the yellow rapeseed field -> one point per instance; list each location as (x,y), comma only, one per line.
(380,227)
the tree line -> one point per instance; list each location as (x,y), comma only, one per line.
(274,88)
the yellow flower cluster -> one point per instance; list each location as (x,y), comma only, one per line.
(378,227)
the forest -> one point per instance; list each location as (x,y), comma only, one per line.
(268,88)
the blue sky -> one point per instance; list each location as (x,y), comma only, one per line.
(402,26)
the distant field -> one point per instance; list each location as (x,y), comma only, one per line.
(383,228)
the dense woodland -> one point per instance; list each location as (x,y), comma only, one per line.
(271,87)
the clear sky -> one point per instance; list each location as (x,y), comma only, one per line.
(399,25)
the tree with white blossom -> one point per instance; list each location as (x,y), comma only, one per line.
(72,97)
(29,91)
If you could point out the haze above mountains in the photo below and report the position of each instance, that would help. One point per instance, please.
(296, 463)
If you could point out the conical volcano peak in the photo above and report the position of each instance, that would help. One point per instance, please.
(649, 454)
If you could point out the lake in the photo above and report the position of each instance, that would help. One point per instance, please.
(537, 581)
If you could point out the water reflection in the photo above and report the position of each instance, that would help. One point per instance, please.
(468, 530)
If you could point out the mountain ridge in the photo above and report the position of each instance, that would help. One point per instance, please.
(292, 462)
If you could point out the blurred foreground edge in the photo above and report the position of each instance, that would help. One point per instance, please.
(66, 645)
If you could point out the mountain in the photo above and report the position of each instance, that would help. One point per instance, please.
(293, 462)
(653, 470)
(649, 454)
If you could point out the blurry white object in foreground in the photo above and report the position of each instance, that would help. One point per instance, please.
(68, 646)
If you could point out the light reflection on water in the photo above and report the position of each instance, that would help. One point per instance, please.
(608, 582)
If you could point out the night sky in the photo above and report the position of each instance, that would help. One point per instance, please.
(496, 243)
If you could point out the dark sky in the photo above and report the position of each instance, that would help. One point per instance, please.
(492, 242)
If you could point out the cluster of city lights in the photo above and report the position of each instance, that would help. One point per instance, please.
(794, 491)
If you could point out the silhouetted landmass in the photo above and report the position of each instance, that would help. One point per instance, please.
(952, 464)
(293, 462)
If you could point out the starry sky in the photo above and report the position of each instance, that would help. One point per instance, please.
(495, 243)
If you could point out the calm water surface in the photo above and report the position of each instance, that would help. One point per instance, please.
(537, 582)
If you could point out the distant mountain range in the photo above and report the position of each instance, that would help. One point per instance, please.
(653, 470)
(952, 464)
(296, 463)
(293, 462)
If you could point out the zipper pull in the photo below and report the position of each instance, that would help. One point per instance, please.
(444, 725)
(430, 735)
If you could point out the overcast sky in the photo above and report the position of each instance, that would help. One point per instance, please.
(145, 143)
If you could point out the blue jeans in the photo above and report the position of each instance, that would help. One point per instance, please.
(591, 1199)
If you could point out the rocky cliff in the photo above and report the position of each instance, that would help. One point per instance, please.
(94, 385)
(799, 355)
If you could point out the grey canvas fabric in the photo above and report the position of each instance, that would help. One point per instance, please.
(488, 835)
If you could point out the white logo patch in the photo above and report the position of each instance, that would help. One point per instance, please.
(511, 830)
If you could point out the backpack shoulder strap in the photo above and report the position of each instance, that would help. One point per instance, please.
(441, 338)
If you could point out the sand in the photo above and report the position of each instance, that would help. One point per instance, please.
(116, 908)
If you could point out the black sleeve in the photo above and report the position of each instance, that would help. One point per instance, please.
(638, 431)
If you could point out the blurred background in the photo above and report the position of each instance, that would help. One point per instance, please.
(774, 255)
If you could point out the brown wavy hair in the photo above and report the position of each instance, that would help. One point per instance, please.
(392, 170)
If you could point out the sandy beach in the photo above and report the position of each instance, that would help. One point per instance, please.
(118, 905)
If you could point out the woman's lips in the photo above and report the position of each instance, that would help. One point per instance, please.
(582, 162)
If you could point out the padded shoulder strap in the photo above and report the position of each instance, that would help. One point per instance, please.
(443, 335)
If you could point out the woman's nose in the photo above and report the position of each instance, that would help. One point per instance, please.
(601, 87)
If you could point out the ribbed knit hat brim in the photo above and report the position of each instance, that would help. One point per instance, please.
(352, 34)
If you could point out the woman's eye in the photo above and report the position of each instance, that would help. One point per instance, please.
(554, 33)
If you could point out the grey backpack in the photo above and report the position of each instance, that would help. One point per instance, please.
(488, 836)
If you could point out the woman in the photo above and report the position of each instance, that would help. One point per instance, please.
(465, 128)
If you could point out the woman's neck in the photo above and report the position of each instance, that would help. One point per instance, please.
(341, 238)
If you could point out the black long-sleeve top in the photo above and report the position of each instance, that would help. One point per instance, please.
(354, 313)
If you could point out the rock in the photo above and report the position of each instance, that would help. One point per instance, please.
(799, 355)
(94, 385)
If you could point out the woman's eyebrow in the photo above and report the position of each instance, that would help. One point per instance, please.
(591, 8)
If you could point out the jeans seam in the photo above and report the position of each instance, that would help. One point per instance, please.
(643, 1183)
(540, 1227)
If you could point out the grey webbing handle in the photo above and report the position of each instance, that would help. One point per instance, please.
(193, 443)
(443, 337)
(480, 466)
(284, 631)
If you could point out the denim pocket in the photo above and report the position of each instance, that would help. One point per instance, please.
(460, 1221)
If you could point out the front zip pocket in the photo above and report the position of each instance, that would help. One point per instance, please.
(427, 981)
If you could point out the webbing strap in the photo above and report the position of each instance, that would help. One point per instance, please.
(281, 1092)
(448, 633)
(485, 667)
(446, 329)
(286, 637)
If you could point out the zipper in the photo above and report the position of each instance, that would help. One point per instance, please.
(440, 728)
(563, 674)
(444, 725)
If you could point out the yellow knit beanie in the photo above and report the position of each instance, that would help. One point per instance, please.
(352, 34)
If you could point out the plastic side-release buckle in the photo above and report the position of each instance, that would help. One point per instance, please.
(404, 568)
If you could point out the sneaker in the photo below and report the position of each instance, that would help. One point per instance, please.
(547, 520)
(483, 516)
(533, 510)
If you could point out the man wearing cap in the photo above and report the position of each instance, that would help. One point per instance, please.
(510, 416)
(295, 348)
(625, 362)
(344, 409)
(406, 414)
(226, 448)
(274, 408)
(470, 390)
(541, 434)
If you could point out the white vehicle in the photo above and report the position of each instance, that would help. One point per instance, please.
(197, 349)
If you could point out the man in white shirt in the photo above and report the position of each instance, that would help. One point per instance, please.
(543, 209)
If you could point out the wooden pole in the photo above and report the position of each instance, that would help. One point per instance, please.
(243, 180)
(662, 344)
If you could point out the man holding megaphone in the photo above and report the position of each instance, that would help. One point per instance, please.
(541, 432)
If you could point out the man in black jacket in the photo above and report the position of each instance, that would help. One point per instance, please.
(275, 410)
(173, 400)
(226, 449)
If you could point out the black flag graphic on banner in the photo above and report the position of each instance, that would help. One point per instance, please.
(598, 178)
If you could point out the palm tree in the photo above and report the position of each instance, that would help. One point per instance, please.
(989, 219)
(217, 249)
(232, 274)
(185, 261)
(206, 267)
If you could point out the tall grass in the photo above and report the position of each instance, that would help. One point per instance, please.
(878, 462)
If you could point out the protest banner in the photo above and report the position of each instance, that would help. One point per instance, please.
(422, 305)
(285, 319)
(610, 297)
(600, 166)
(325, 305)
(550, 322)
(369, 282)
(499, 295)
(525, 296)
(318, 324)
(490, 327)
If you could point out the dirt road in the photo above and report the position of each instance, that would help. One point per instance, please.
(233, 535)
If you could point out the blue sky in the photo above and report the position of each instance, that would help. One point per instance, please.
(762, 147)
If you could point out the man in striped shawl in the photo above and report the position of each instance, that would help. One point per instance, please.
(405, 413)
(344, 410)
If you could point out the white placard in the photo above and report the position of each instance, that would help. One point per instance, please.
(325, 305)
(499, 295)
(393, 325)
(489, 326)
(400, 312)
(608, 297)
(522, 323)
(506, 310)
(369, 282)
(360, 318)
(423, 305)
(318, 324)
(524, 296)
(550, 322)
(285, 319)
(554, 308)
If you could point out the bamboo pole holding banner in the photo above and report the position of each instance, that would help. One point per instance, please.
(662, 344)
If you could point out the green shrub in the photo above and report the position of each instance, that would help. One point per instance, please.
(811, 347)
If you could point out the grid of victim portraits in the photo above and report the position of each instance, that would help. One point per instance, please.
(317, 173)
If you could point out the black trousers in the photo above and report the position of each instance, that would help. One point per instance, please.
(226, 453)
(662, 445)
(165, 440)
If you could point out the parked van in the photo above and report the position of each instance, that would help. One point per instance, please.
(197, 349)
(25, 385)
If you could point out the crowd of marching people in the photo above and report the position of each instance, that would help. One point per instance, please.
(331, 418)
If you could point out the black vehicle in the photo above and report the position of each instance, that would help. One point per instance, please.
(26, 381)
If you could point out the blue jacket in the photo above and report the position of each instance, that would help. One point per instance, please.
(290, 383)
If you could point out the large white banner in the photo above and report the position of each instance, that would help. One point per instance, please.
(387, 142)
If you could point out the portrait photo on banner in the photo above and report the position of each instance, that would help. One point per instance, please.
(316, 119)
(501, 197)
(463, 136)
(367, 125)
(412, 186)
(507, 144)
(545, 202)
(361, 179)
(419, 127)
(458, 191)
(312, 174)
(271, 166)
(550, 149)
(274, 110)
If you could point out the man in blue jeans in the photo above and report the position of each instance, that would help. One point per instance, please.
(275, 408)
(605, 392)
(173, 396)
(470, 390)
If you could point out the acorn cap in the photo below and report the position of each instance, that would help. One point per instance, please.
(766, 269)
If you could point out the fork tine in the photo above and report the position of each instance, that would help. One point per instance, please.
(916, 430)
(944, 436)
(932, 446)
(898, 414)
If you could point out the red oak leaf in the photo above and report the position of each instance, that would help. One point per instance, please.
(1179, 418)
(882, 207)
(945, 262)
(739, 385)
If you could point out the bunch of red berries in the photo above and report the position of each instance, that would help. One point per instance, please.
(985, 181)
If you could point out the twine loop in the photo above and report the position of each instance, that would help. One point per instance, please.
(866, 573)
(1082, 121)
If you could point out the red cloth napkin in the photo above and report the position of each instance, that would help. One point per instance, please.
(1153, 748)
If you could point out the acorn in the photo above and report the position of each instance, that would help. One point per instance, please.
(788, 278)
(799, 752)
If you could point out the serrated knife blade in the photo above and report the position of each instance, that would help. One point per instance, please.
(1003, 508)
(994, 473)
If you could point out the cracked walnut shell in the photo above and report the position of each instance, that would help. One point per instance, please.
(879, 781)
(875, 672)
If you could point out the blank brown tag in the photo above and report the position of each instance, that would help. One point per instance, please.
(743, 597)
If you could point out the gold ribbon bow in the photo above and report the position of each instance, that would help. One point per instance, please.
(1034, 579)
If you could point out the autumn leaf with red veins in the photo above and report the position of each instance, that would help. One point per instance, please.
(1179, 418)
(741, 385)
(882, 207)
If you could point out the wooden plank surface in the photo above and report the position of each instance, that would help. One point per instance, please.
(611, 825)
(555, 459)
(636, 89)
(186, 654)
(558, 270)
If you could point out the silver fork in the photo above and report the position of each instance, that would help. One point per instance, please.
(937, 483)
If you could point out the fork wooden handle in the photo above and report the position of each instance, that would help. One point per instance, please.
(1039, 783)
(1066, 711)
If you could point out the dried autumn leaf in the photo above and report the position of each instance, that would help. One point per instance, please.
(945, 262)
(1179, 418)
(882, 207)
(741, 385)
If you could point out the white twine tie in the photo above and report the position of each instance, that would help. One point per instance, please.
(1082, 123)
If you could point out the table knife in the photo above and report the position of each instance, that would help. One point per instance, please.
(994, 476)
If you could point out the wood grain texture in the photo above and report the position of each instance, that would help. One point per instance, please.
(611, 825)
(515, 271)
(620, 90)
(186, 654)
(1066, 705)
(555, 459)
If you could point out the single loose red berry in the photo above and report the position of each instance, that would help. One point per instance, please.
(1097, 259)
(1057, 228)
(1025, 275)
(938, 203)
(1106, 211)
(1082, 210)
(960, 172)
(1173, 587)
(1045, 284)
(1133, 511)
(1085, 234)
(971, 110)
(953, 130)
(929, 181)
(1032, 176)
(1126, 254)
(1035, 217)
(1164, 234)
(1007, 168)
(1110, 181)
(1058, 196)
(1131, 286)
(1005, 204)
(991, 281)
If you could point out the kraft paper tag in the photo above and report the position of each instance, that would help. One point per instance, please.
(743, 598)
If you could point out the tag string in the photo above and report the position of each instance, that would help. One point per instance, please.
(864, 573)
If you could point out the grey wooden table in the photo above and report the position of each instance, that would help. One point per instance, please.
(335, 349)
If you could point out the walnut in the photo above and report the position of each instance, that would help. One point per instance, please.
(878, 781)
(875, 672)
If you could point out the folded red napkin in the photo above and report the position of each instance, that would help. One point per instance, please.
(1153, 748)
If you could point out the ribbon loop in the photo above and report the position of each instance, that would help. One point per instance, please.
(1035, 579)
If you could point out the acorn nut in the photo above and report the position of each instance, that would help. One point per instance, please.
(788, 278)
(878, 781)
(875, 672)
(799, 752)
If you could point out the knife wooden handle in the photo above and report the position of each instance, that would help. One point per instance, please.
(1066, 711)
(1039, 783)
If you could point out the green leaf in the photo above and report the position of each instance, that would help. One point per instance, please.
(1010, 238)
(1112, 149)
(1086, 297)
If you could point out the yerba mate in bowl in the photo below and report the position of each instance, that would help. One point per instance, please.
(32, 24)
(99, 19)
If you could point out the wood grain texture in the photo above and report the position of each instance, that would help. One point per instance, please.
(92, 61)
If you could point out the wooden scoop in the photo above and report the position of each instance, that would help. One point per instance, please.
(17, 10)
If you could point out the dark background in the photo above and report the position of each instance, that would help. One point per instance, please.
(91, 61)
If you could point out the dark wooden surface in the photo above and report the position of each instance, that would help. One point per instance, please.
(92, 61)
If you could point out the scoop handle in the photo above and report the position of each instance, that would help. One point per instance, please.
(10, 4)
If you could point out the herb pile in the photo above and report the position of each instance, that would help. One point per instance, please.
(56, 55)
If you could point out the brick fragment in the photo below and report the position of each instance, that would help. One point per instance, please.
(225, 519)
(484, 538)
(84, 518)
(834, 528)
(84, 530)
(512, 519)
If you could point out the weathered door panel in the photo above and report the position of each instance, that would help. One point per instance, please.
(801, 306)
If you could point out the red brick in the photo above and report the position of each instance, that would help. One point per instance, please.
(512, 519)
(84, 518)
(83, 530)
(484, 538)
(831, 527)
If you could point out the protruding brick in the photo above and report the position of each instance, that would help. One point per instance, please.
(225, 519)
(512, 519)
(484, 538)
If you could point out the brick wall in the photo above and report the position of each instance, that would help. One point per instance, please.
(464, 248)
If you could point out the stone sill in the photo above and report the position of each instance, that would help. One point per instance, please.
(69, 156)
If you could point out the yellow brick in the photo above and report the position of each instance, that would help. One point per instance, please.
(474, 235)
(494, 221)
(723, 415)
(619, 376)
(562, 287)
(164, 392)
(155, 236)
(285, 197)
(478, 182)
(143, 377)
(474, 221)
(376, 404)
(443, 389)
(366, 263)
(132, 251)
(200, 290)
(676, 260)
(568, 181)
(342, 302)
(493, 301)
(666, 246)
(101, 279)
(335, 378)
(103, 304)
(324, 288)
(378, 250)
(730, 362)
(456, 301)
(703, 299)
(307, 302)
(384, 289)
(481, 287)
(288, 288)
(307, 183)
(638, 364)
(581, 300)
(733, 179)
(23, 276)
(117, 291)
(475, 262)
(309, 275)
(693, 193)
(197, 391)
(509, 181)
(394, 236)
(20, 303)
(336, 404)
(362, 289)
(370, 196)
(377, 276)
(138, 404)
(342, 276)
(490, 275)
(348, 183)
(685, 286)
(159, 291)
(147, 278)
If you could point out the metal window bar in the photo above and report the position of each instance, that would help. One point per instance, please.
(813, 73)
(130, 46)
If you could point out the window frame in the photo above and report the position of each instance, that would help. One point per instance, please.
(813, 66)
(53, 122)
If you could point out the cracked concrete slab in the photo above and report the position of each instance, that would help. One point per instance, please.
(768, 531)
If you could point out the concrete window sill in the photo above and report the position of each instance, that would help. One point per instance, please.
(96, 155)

----

[TASK INSTRUCTIONS]:
Look above for the line that holds "If you could point out the concrete", then copy it and each line after it exactly, through the last line of the data.

[EXERCISE RESULT]:
If you could point out the concrete window sill in the photo above and report the position of each instance, that would help. One point per instance, please.
(96, 155)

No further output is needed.